◆ WRITTEN EXERCISE
Lay out the material below as a two-column Markdown table headed No. and Text, giving each line its own numbered row. Skip blank lines and leave out the pictures.

◆ INPUT MATERIAL
◆ ◆ ◆

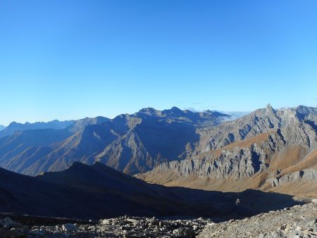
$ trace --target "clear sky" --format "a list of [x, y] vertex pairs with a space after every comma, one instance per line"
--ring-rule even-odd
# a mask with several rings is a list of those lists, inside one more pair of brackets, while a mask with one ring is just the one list
[[0, 124], [317, 105], [317, 1], [0, 1]]

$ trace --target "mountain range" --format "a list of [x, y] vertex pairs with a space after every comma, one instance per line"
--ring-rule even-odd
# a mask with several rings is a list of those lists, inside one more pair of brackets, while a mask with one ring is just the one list
[[147, 108], [113, 119], [16, 124], [0, 132], [0, 166], [24, 175], [99, 162], [166, 186], [317, 196], [313, 107], [268, 104], [235, 120]]
[[317, 108], [271, 105], [214, 127], [185, 160], [163, 163], [139, 177], [209, 190], [260, 189], [317, 196]]
[[[243, 201], [239, 206], [237, 199]], [[299, 203], [288, 195], [255, 190], [223, 193], [149, 184], [98, 162], [75, 162], [36, 177], [0, 168], [0, 199], [1, 212], [86, 220], [125, 215], [228, 219]]]
[[216, 111], [193, 113], [173, 107], [161, 111], [144, 108], [112, 120], [13, 123], [0, 132], [0, 166], [36, 175], [65, 170], [75, 161], [99, 161], [133, 175], [185, 158], [199, 141], [197, 128], [230, 118]]

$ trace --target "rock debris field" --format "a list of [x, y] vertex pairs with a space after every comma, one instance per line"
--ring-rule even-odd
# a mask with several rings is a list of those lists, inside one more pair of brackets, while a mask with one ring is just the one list
[[313, 202], [222, 223], [130, 216], [92, 222], [8, 213], [0, 218], [1, 237], [317, 237]]

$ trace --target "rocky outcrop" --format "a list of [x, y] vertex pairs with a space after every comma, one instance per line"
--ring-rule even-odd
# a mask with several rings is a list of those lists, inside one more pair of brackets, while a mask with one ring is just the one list
[[[70, 125], [60, 122], [63, 129], [49, 129], [51, 132], [46, 129], [41, 137], [37, 136], [39, 130], [27, 130], [29, 127], [21, 125], [22, 132], [0, 138], [0, 166], [36, 175], [64, 170], [75, 161], [100, 161], [130, 175], [143, 173], [163, 162], [183, 159], [199, 141], [197, 128], [212, 127], [229, 118], [213, 111], [149, 108], [113, 120], [97, 117], [70, 121]], [[30, 128], [37, 127], [32, 124]], [[25, 134], [30, 134], [27, 139]], [[60, 136], [48, 141], [46, 137], [54, 134]]]
[[243, 220], [214, 223], [198, 235], [204, 237], [316, 237], [317, 206], [311, 203], [270, 211]]
[[[15, 214], [4, 217], [4, 220], [0, 220], [2, 237], [309, 238], [317, 236], [317, 207], [312, 203], [271, 211], [242, 220], [226, 219], [225, 221], [218, 218], [189, 219], [128, 215], [97, 221]], [[13, 219], [19, 222], [14, 222]], [[8, 226], [8, 220], [14, 225]]]
[[166, 184], [170, 180], [156, 180], [156, 175], [173, 173], [181, 186], [187, 186], [189, 176], [213, 182], [249, 180], [244, 189], [263, 189], [292, 181], [314, 182], [316, 111], [304, 106], [274, 110], [268, 105], [242, 118], [204, 128], [186, 160], [162, 163], [138, 177]]

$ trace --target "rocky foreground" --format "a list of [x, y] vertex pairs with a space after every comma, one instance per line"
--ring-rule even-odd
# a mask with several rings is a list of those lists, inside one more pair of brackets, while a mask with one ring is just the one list
[[317, 237], [316, 203], [222, 223], [128, 216], [98, 222], [13, 214], [0, 218], [1, 237]]

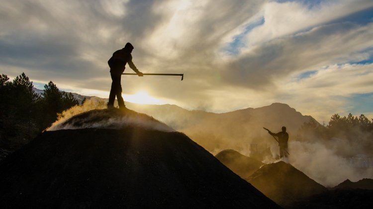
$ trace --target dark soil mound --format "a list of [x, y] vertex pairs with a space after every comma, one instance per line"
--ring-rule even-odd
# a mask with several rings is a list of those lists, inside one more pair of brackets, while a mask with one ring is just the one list
[[278, 207], [185, 134], [141, 125], [46, 131], [0, 163], [1, 209]]
[[265, 165], [246, 179], [282, 206], [326, 191], [323, 186], [283, 161]]
[[336, 189], [324, 192], [307, 200], [294, 201], [286, 208], [371, 209], [373, 190], [360, 189]]
[[334, 189], [363, 189], [373, 190], [373, 179], [363, 179], [356, 182], [352, 182], [347, 179], [334, 187]]
[[223, 150], [215, 157], [242, 178], [250, 176], [263, 165], [259, 160], [232, 149]]

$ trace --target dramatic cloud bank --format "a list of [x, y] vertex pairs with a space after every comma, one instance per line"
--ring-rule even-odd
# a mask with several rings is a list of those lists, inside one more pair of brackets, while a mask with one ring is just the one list
[[185, 76], [123, 76], [124, 94], [216, 112], [280, 102], [320, 122], [336, 111], [373, 117], [358, 105], [373, 94], [372, 0], [1, 4], [0, 68], [10, 77], [107, 98], [106, 62], [130, 42], [144, 73]]

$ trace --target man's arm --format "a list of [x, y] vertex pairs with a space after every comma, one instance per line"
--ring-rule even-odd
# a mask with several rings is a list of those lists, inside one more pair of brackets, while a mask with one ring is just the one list
[[143, 76], [142, 73], [139, 71], [139, 70], [137, 69], [137, 68], [136, 67], [135, 64], [133, 64], [133, 62], [132, 62], [132, 56], [130, 57], [130, 59], [129, 59], [128, 60], [129, 60], [127, 62], [127, 63], [128, 63], [128, 66], [129, 66], [129, 67], [131, 68], [131, 69], [133, 70], [133, 71], [135, 71], [135, 72], [137, 73], [137, 75], [139, 75], [139, 76]]

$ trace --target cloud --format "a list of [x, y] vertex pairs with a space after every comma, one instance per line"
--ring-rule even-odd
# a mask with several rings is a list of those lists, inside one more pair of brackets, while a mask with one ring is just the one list
[[372, 17], [353, 14], [372, 6], [363, 0], [5, 1], [0, 67], [74, 92], [108, 92], [106, 62], [131, 42], [141, 71], [184, 73], [185, 80], [123, 76], [124, 94], [146, 89], [184, 107], [220, 112], [284, 101], [308, 109], [292, 94], [312, 88], [302, 84], [308, 78], [293, 79], [370, 59]]

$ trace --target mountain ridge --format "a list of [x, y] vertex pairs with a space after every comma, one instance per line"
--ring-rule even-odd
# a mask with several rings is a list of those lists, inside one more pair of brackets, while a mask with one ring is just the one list
[[[0, 162], [0, 208], [279, 208], [186, 135], [129, 123], [154, 120], [129, 110], [97, 111]], [[128, 112], [117, 128], [81, 125], [120, 111]]]

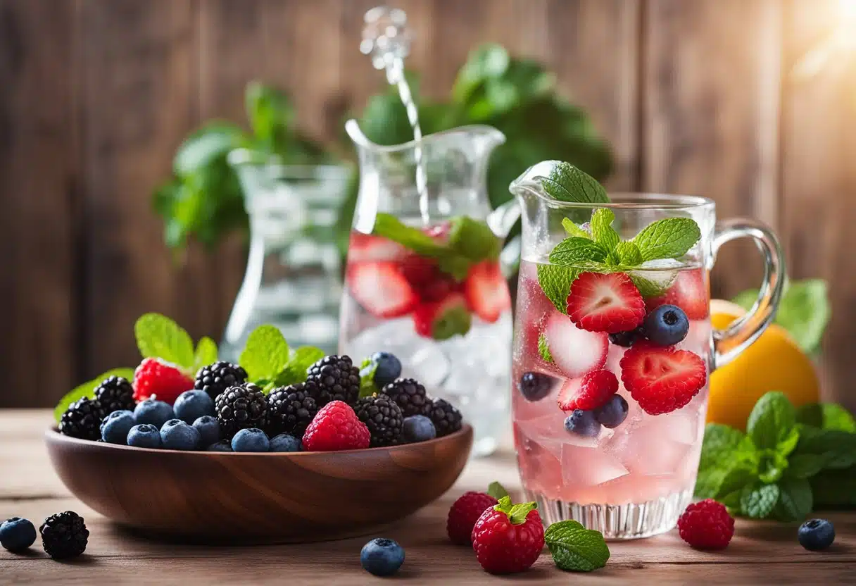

◆ ◆ ◆

◆ OUTPUT FOR THIS TASK
| No. | Text |
|---|---|
| 1 | $ trace --target "clear sky" --format "a list of [x, y] vertex pairs with a space after every comma, one instance per line" |
| 2 | --ring-rule even-odd |
| 3 | # a mask with several rings is a list of those lists, inside one more pair of brackets, while a mask with one ring is just the one list |
| 4 | [[0, 124], [317, 105], [317, 1], [0, 1]] |
| 5 | $ trace --target "mountain range" --format "a list of [x, y] vertex pairs with a space after every comma, one instance per line" |
| 6 | --ring-rule even-odd |
| 7 | # a mask with several rings is a list of those lists, inside one more pair of brackets, while a mask with one ring is just the one list |
| 8 | [[147, 108], [113, 119], [16, 124], [0, 132], [0, 166], [24, 175], [99, 162], [166, 186], [317, 196], [313, 107], [268, 104], [235, 120]] |
| 9 | [[317, 108], [271, 105], [214, 127], [185, 160], [163, 163], [139, 177], [209, 190], [260, 189], [317, 196]] |
| 10 | [[[243, 201], [239, 206], [237, 199]], [[299, 203], [288, 195], [255, 190], [223, 193], [149, 184], [98, 162], [75, 162], [36, 177], [0, 168], [0, 199], [1, 212], [86, 220], [125, 215], [228, 219]]] |
| 11 | [[216, 111], [193, 113], [173, 107], [161, 111], [144, 108], [112, 120], [13, 123], [0, 132], [0, 166], [36, 175], [65, 170], [75, 161], [99, 161], [133, 175], [185, 158], [199, 141], [197, 128], [230, 118]] |
| 12 | $ trace --target "rock debris field" --format "a list of [x, y] vertex pairs with a space after every comma, one instance per line" |
| 13 | --ring-rule even-odd |
| 14 | # a mask with several rings is a list of those lists, inside one more pair of brackets, while a mask with one ring is just the one list |
| 15 | [[313, 202], [222, 223], [130, 216], [92, 222], [8, 213], [0, 218], [1, 237], [317, 237]] |
| 16 | $ trace --target "rocky outcrop" --format "a list of [x, y] vertex pairs with a space after every comma, one instance per line" |
| 17 | --ring-rule even-odd |
| 18 | # a mask with several rings is a list of those lists, inside one more pair of brackets, while a mask with one ring is just the one list |
| 19 | [[[70, 125], [60, 122], [63, 129], [49, 129], [51, 132], [46, 129], [41, 137], [37, 136], [39, 130], [27, 130], [29, 127], [21, 125], [22, 132], [0, 138], [0, 166], [36, 175], [64, 170], [75, 161], [100, 161], [130, 175], [143, 173], [163, 162], [183, 159], [199, 141], [197, 128], [212, 127], [229, 118], [213, 111], [149, 108], [113, 120], [97, 117], [70, 121]], [[30, 128], [37, 127], [32, 124]], [[25, 134], [30, 134], [27, 139]], [[60, 136], [48, 141], [46, 137], [54, 134]]] |
| 20 | [[243, 220], [214, 223], [198, 235], [204, 237], [316, 237], [317, 206], [311, 203], [270, 211]] |
| 21 | [[[15, 214], [4, 217], [4, 220], [0, 220], [2, 237], [309, 238], [317, 236], [317, 207], [312, 203], [271, 211], [242, 220], [226, 219], [225, 221], [218, 218], [189, 219], [128, 215], [97, 221]], [[13, 219], [19, 222], [14, 222]], [[8, 226], [8, 220], [14, 225]]] |
| 22 | [[166, 184], [170, 180], [156, 180], [156, 175], [173, 173], [181, 186], [187, 186], [189, 176], [213, 182], [249, 180], [244, 189], [263, 189], [292, 181], [314, 182], [316, 111], [304, 106], [274, 110], [268, 105], [242, 118], [204, 128], [186, 160], [162, 163], [138, 177]] |
| 23 | $ trace --target "rocky foreground" --format "a list of [x, y] vertex pairs with a space after every comma, one instance per line" |
| 24 | --ring-rule even-odd |
| 25 | # a mask with several rings is a list of those lists, inside one more pair of brackets, while a mask with one ring is just the one list |
| 26 | [[317, 237], [316, 203], [222, 223], [128, 216], [98, 222], [13, 214], [0, 218], [1, 237]] |
| 27 | $ trace --target dark soil mound --format "a list of [x, y] vertex pairs with a space after every comma, one instance per line" |
| 28 | --ring-rule even-odd |
| 29 | # a mask with several rings is a list of those lists, inside one more pair of brackets, while a mask with one ring is just the one list |
| 30 | [[278, 207], [185, 134], [141, 125], [46, 131], [0, 163], [1, 209]] |
| 31 | [[265, 165], [246, 179], [282, 206], [326, 191], [323, 186], [283, 161]] |
| 32 | [[336, 189], [324, 192], [307, 200], [294, 201], [286, 208], [371, 209], [373, 190], [360, 189]] |
| 33 | [[334, 189], [363, 189], [373, 190], [373, 179], [363, 179], [356, 182], [352, 182], [347, 179], [334, 187]] |
| 34 | [[223, 150], [215, 157], [242, 178], [250, 176], [263, 165], [259, 160], [232, 149]] |
| 35 | $ trace --target dramatic cloud bank --format "a list of [x, y] vertex pairs with a space after every comma, one instance per line" |
| 36 | --ring-rule even-odd |
| 37 | # a mask with several rings is a list of those lists, inside one more pair of brackets, while a mask with one ring is just the one list |
| 38 | [[185, 76], [123, 76], [124, 94], [216, 112], [280, 102], [320, 122], [336, 111], [373, 117], [358, 105], [373, 94], [372, 0], [1, 4], [0, 68], [10, 77], [107, 98], [106, 62], [130, 42], [144, 73]] |
| 39 | $ trace --target man's arm --format "a list of [x, y] vertex pairs with a space after every comma, one instance per line" |
| 40 | --ring-rule even-odd |
| 41 | # a mask with several rings is a list of those lists, inside one more pair of brackets, while a mask with one ring is just the one list |
| 42 | [[143, 76], [142, 73], [139, 71], [139, 70], [137, 69], [137, 68], [136, 67], [135, 64], [133, 64], [133, 62], [132, 62], [132, 56], [130, 57], [130, 59], [129, 59], [128, 60], [129, 60], [127, 62], [127, 63], [128, 63], [128, 66], [129, 66], [129, 67], [131, 68], [131, 69], [133, 70], [133, 71], [135, 71], [135, 72], [137, 73], [137, 75], [139, 75], [139, 76]] |
| 43 | $ trace --target cloud --format "a list of [x, y] vertex pairs with a space after every comma, one instance per line" |
| 44 | --ring-rule even-odd |
| 45 | # a mask with several rings is a list of those lists, inside one more pair of brackets, while a mask with one ring is just the one list |
| 46 | [[372, 17], [353, 14], [372, 6], [363, 0], [5, 1], [0, 67], [74, 92], [108, 92], [106, 62], [131, 42], [141, 71], [184, 73], [185, 80], [123, 76], [124, 94], [146, 89], [184, 107], [220, 112], [284, 101], [308, 109], [292, 94], [312, 88], [302, 84], [308, 78], [293, 79], [370, 59]] |
| 47 | $ trace --target mountain ridge --format "a list of [x, y] vertex pairs with a space after every comma, one instance per line" |
| 48 | --ring-rule even-odd |
| 49 | # a mask with several rings is a list of those lists, inside one more pair of brackets, while a mask with one ring is just the one list |
| 50 | [[[0, 162], [0, 208], [279, 208], [186, 135], [129, 123], [154, 120], [129, 110], [97, 111]], [[128, 112], [117, 128], [81, 125], [120, 111]]] |